YOUR INSTRUCTIONS: Retype every entry word for word.

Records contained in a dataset
((

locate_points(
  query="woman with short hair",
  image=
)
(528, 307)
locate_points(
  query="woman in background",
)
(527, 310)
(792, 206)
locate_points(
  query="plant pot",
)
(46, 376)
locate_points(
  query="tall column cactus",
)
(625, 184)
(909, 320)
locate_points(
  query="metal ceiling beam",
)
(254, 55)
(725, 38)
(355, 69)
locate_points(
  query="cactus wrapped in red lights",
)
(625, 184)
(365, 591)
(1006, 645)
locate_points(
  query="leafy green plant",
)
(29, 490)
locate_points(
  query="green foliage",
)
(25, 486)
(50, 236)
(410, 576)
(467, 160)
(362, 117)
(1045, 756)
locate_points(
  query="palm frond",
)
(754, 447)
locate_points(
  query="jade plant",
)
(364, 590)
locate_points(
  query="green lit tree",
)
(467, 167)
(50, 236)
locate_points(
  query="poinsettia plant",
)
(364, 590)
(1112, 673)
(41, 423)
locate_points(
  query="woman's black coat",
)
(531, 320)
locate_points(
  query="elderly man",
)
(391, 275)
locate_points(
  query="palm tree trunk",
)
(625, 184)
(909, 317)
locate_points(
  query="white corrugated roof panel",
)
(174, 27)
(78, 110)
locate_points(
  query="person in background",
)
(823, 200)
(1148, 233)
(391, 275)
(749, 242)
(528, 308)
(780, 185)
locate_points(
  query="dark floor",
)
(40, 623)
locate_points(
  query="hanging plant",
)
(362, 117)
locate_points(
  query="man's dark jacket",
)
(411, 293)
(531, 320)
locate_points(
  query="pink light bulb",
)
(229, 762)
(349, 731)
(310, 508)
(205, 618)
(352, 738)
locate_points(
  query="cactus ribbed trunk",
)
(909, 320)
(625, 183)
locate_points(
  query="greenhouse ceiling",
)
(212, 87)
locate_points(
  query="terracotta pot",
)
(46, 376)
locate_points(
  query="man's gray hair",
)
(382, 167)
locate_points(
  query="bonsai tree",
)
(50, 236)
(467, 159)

))

RESPONSE:
locate_points(
  query="woman with short hair",
  image=
)
(528, 307)
locate_points(
  query="woman in background",
)
(527, 310)
(792, 206)
locate_points(
  query="plant pot",
)
(46, 376)
locate_points(
  query="tall column cactus",
)
(625, 184)
(909, 320)
locate_points(
  query="metal ceiling beam",
)
(254, 55)
(725, 38)
(355, 69)
locate_points(
  query="cactus wrapped in red lights",
)
(625, 184)
(365, 591)
(1006, 645)
locate_points(
  query="leafy green plant",
)
(29, 490)
locate_points(
  query="green foliage",
)
(25, 486)
(50, 236)
(410, 576)
(467, 160)
(362, 117)
(1045, 756)
locate_points(
  query="palm frond",
)
(754, 447)
locate_points(
  query="jade plant",
)
(364, 590)
locate_points(
  query="green lit tree",
)
(467, 167)
(50, 236)
locate_points(
  query="poinsettia plant",
)
(364, 590)
(1112, 673)
(41, 423)
locate_points(
  query="woman's black coat",
)
(531, 320)
locate_points(
  query="elderly man",
)
(391, 275)
locate_points(
  query="palm tree trunk",
)
(625, 184)
(909, 317)
locate_points(
  query="white corrugated roof panel",
)
(174, 27)
(78, 110)
locate_points(
  query="person in background",
)
(823, 200)
(1148, 233)
(391, 275)
(749, 242)
(528, 308)
(780, 185)
locate_points(
  query="dark floor",
)
(40, 623)
locate_points(
  query="hanging plant",
)
(362, 117)
locate_points(
  query="man's dark jacket",
)
(411, 293)
(531, 320)
locate_points(
  query="pink light bulb",
)
(229, 762)
(349, 731)
(310, 508)
(205, 618)
(352, 738)
locate_points(
  query="cactus ribbed trunk",
)
(909, 320)
(625, 183)
locate_points(
  query="greenhouse ceiling",
)
(212, 87)
locate_points(
  query="terracotta pot",
)
(46, 376)
locate_points(
  query="man's gray hair",
)
(382, 167)
locate_points(
  query="bonsai tree",
)
(50, 236)
(467, 159)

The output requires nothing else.